<<<<

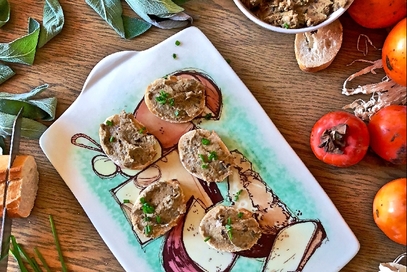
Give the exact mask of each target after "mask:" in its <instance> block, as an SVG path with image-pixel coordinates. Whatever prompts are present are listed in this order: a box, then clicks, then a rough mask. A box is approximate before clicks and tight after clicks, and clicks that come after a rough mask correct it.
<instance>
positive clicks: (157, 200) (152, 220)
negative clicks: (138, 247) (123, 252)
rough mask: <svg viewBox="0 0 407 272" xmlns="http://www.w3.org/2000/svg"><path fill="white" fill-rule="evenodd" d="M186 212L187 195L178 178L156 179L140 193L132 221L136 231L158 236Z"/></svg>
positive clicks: (139, 232)
mask: <svg viewBox="0 0 407 272" xmlns="http://www.w3.org/2000/svg"><path fill="white" fill-rule="evenodd" d="M185 212H186V204H185V197H184V193H183V191H182V188H181V186H180V184H179V182H178V180H176V179H172V180H167V181H156V182H154V183H152V184H150V185H149V186H147V187H146V188H145V189H144V190H143V191H142V192H141V193H140V195H139V197H138V198H137V200H136V202H135V203H134V205H133V208H132V213H131V221H132V224H133V228H134V230H135V231H136V232H138V233H143V234H144V235H145V236H146V237H151V238H157V237H159V236H161V235H163V234H165V233H166V232H168V231H169V230H170V229H171V228H172V227H174V226H175V225H177V224H178V222H179V219H180V218H181V217H182V215H183V214H184V213H185Z"/></svg>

>>>>

*Task item*
Print exactly the lines that run from the line containing "negative clicks: (138, 247) (123, 252)" to the end of the data, both ends included.

*Answer below*
negative clicks: (138, 247) (123, 252)
rough mask: <svg viewBox="0 0 407 272" xmlns="http://www.w3.org/2000/svg"><path fill="white" fill-rule="evenodd" d="M186 212L187 195L178 178L156 179L140 193L132 221L136 231L158 236Z"/></svg>
positive clicks: (139, 232)
mask: <svg viewBox="0 0 407 272" xmlns="http://www.w3.org/2000/svg"><path fill="white" fill-rule="evenodd" d="M185 212H186V204H185V197H184V193H183V191H182V188H181V186H180V184H179V182H178V180H176V179H172V180H167V181H156V182H154V183H152V184H150V185H149V186H147V187H146V188H145V189H144V190H143V191H142V192H141V193H140V195H139V197H138V198H137V200H136V202H135V203H134V205H133V208H132V213H131V221H132V224H133V228H134V230H135V231H136V232H138V233H143V234H144V235H145V236H146V237H151V238H157V237H159V236H161V235H163V234H165V233H166V232H168V231H169V230H170V229H171V228H172V227H174V226H175V225H177V224H178V222H179V219H180V218H181V217H182V215H183V214H184V213H185Z"/></svg>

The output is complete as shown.